**WORK INSTRUCTIONS**
Every line of the records below that has the word "instance" should be copied.

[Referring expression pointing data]
..............................

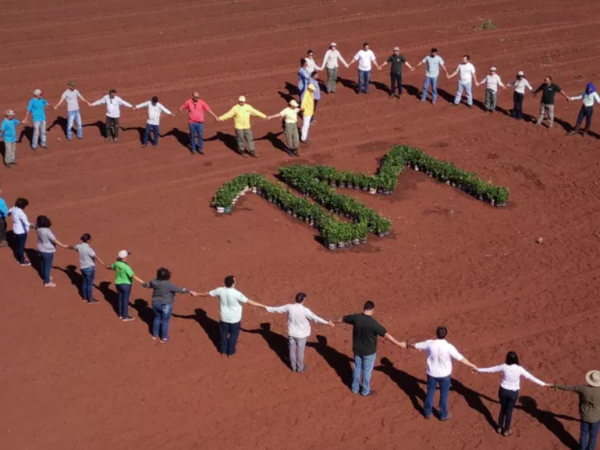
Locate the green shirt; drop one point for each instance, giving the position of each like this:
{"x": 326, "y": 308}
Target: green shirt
{"x": 124, "y": 272}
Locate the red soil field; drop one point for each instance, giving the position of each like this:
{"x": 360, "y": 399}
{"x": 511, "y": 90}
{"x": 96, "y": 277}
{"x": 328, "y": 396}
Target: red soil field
{"x": 74, "y": 377}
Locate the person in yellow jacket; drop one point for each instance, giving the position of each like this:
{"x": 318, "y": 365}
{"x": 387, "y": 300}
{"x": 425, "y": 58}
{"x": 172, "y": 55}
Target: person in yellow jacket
{"x": 308, "y": 110}
{"x": 241, "y": 119}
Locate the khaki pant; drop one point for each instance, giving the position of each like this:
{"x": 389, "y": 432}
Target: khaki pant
{"x": 291, "y": 136}
{"x": 245, "y": 137}
{"x": 9, "y": 152}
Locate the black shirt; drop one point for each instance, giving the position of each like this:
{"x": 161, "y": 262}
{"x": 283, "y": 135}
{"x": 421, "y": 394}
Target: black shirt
{"x": 548, "y": 93}
{"x": 364, "y": 335}
{"x": 397, "y": 63}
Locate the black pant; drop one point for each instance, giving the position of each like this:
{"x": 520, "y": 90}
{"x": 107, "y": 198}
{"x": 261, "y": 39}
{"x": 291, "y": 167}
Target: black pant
{"x": 112, "y": 127}
{"x": 585, "y": 112}
{"x": 396, "y": 79}
{"x": 518, "y": 105}
{"x": 508, "y": 399}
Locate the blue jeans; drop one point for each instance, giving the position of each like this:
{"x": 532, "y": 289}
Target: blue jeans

..............................

**OUTPUT**
Locate the green shirt; drop one point for each instance, giving the position of each like this:
Locate the red soil field; drop one point for each instance, giving the position of each like this:
Locate the person in yellow jacket; drop one point for each instance, giving the position of each like this:
Locate the khaki pant; drop one point for each instance, giving the position of each like this:
Locate the black shirt; drop one point for each instance, giving the position of each like this:
Locate the black pant; drop one point for each instance, giving the position of each like this:
Locate the blue jeans; drop one point for each instance, giving the position of each like this:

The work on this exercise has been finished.